- Task directions
Reproduce word for word the part of the code review discussion running from "dberlin added a" up to and including "it quite wrong.".

- Selected extract
- - - -

Page MenuHomePhabricator

[CVP] Require DomTree for new Pass Manager
ClosedPublic

Authored by dmgreen on May 15 2018, 10:20 AM.

Details

Summary

We were previously using a DT in CVP through SimplifyQuery, but not requiring it in
the new pass manager. This now gets DT directly and plumbs it through to where it is
used (instead of using it through SQ)

Diff Detail

Event Timeline

dmgreen created this revision.May 15 2018, 10:20 AM
dmgreen added inline comments.
lib/Transforms/Scalar/CorrelatedValuePropagation.cpp
162

Required here :)

There must be a way to test this? Ie, how did you notice this bug?

Ah, test, yes. I found this with a downstream pass that doesn't preserve DT's like jump threading does. I'll see if I can come up with something.

chandlerc added inline comments.May 15 2018, 5:14 PM
lib/Transforms/Scalar/CorrelatedValuePropagation.cpp
762–765

I really don't like this use of getBestSimplifyQuery. I would strongly suggest passing the analyses you want to pass into SimplifyQuery. Not doing that makes the pass subtly dependent on pass ordering and other vagaries.

dmgreen updated this revision to Diff 147048.May 16 2018, 4:31 AM
dmgreen added a reviewer: dberlin.

I've done some plumbing to pass DT directly through to where it is used. The only other use of SQ is into SimplifyInstruction. I hope this makes the use of getBestSimplifyQuery OK. If not, which analyses should be used to create it? All of them (DT, DL, TLI and AC)? And why do we have getBestSimplifyQuery? ;)

I've also added new pass manager run lines to a couple of tests. Add.ll fails without requiring the DT.

dberlin added a comment.EditedMay 16 2018, 7:53 AM

So, this seems very confused.
getBestSimplifyQuery simply queries the analysis manager to see what passes are available.

This was used to replace something even *more* vague, where passes were randomly plumbing or not plumbing pieces they had to simplifyInstruction various places, and were doing it quite wrong.
It was generally considered a significant improvement over what existed before.
You can look at what it replaced and make that decision,.

All that said, it does not *require* anything.
Nor does SimplifyInstruction, which was deliberately built to not require a DomTree to function properly, and is used in places where it is not up to date or correct.

- - - -

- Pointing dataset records
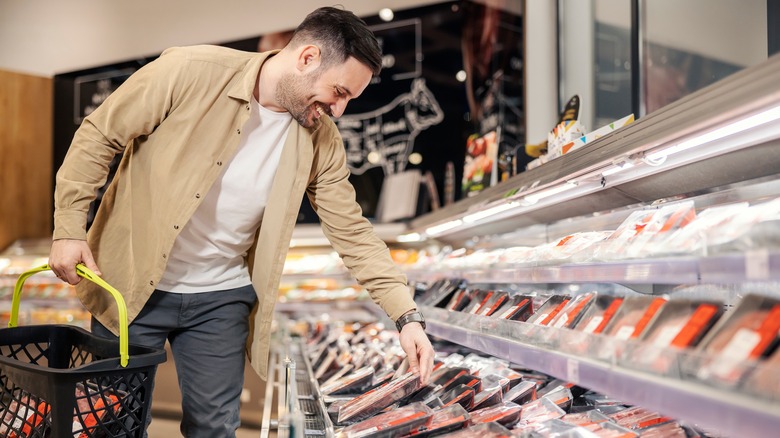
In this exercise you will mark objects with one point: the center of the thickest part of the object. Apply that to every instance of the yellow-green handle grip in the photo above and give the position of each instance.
(84, 272)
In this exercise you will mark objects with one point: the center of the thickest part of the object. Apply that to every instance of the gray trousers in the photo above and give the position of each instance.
(207, 332)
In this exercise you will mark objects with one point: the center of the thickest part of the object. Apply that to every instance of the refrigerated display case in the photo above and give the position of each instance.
(697, 166)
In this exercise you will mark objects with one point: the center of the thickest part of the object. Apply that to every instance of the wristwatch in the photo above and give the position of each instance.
(410, 317)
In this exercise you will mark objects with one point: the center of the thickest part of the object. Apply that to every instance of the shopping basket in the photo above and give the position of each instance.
(60, 381)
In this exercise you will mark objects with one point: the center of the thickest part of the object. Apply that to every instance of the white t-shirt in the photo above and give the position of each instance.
(208, 255)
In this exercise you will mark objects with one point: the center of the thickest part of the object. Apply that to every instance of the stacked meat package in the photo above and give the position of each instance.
(468, 394)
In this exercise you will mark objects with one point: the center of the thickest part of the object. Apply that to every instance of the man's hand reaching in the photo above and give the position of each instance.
(418, 350)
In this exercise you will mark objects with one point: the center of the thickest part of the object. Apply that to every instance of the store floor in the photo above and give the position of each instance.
(169, 428)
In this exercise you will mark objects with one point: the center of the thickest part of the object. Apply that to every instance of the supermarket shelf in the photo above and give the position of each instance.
(727, 412)
(759, 265)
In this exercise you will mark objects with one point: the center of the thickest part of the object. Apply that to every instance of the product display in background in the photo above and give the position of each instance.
(468, 394)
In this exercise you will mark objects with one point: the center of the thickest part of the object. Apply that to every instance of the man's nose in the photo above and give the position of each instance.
(337, 109)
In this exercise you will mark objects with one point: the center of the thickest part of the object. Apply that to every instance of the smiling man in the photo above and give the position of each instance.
(219, 147)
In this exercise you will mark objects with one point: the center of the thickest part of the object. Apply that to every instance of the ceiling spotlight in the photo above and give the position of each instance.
(386, 14)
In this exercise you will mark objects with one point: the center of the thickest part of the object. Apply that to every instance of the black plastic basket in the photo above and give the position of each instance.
(59, 381)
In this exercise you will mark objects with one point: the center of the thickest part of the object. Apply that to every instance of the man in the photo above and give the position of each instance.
(219, 147)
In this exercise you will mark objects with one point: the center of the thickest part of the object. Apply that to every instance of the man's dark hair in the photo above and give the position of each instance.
(339, 34)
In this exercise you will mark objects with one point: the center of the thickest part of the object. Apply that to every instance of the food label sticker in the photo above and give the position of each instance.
(562, 320)
(625, 332)
(757, 264)
(666, 335)
(593, 324)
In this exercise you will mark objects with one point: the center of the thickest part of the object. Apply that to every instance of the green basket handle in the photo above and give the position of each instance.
(84, 272)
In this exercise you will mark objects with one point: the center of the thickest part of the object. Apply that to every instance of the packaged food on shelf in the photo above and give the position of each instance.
(395, 423)
(516, 308)
(504, 413)
(549, 309)
(745, 334)
(377, 399)
(443, 420)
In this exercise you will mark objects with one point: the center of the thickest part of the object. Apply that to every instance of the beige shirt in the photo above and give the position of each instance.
(178, 120)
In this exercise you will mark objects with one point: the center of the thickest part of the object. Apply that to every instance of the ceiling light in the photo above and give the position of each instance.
(438, 229)
(533, 198)
(474, 217)
(731, 129)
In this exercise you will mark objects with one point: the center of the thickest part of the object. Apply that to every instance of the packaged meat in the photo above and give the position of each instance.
(443, 420)
(377, 399)
(494, 302)
(353, 383)
(570, 315)
(549, 309)
(633, 316)
(747, 333)
(397, 422)
(479, 298)
(522, 393)
(461, 394)
(516, 308)
(460, 299)
(597, 316)
(484, 430)
(506, 414)
(638, 418)
(488, 397)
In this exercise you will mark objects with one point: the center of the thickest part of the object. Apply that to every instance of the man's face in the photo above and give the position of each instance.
(308, 96)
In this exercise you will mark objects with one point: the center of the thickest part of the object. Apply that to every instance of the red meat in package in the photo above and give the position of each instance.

- - - -

- Solution to this task
dberlin added a comment.EditedMay 16 2018, 7:53 AM

So, this seems very confused.
getBestSimplifyQuery simply queries the analysis manager to see what passes are available.

This was used to replace something even *more* vague, where passes were randomly plumbing or not plumbing pieces they had to simplifyInstruction various places, and were doing it quite wrong.